Wednesday 3 August 2011

Al Fresco Meatballs...

Finally summer seems to have arrived (slightly out of breath from running for the last train I’ll grant you).  It’s been beautiful weather for days... whole days at a time!  Ok so there’s still the odd shower, but thoughtfully it’s getting out of the way while we’re tucked up in bed.  London is a charming place once more...

All of a sudden, the will to preserve has been hurled out the window and replaced with a hankering for all things: fresh, homemade and Italian.  Gelato... pasta... pizza... MEATBALLS! 

I spent last Saturday building a picnic bench sourced from my long-suffering parents.  This replaces the previous, rickety incarnation which was decimated during a raucous arm wrestling match last November.  Now we have somewhere to sit among the Sweet Peas and Nigella to soak up the last of the evening sun.
To celebrate we decided to have our first dinner of the year out in the garden (better late than never).  On hearing meatballs were on the menu, a friend let slip that they always leave him disappointedly wanting more... a challenge if ever I’d heard one.  Thirty-odd meatballs and enough pasta and sauce to sink a battleship later he conceded defeat.  It was a close run though: somehow between the four of us all but two lonely survivors were devoured...

Sweat the shallots in olive oil over a low heat for 10 minutes or until sweet.  Add the wine and reduce. 
 Add the tomatoes, season and cook over a medium-low heat for at least 15 minutes.

#### [Requests]
1. In the post about the garden meatball dinner, do these statements agree with it? Give yes or no for each and quote the words that decide it. (a) The old picnic bench was wrecked during an arm wrestling match. (b) The four diners ate every meatball. (c) The shallots are cooked over a high heat.
2. Resume the post about the garden meatball dinner after its final sentence, carrying the recipe through the next few steps.

#### [Data shown]

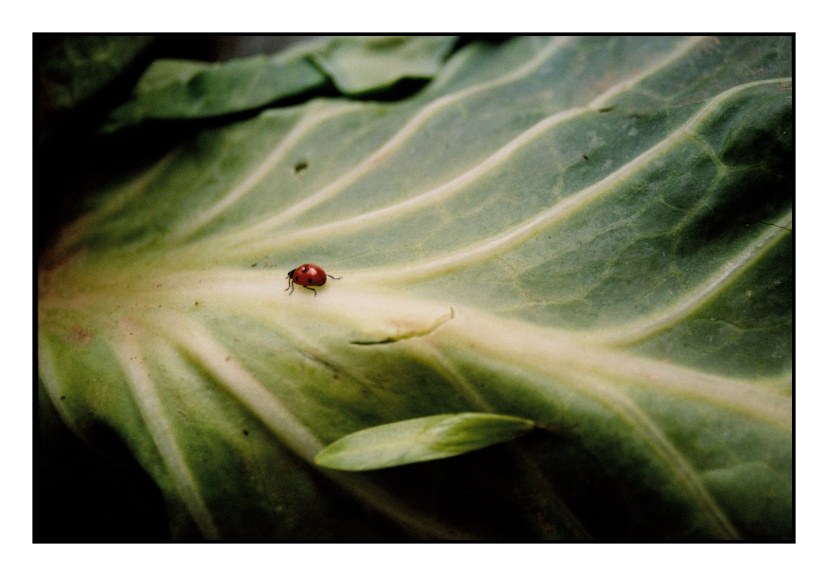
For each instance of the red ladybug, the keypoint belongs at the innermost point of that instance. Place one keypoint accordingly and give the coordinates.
(308, 275)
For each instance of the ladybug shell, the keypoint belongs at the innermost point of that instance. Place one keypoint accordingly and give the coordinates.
(308, 275)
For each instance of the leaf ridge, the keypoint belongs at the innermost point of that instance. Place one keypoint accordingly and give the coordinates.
(128, 352)
(728, 273)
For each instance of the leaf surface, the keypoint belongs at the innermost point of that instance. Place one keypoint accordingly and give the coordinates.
(420, 440)
(592, 231)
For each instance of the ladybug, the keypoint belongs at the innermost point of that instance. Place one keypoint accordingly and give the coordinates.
(308, 275)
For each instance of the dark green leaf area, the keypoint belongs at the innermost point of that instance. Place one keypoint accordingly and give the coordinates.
(72, 69)
(175, 90)
(359, 65)
(746, 331)
(757, 496)
(420, 439)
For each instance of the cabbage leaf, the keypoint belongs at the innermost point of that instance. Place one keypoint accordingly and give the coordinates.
(588, 233)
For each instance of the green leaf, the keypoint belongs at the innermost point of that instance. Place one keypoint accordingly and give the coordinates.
(420, 439)
(72, 69)
(184, 90)
(583, 230)
(366, 64)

#### [Responses for each task]
1.
(a) Yes: "decimated during a raucous arm wrestling match last November"
(b) No: "all but two lonely survivors were devoured"
(c) No: "Sweat the shallots in olive oil over a low heat for 10 minutes or until sweet."

2.
While the sauce is cooking, make the meatballs.  Mix all of the ingredients together until well combined. 
Roll into conker sized balls.  Heat some olive oil in a frying pan over a hot flame and fry the meatballs in batches. 
Brown the meatballs without moving until they become almost caramelised (this gives lovely taste while keeping the centres juicy).  Turn them gently and continue to brown all over.  Continue until all of the meatballs are cooked. 

Add the meatballs to the sauce and cook for 10 minutes.  Just before serving stir in the torn basil leaves.  Serve with fresh pasta, parmesan and more fresh basil. 

Meatballs: (serves 4)
500g beef mince
400g pork mince (or sausagemeat)
2 eggs
½ nutmeg, freshly grated
¼tsp salt
¼tsp pepper
25g parmesan, freshly grated
1 large handful fresh, mixed herbs, finely chopped
3 cloves garlic, crushed

Meatball Sauce: (Serves 4)
Olive oil
5 shallots, finely chopped
1 large glass of wine (red or white)
1200g chopped tomatoes (or passata)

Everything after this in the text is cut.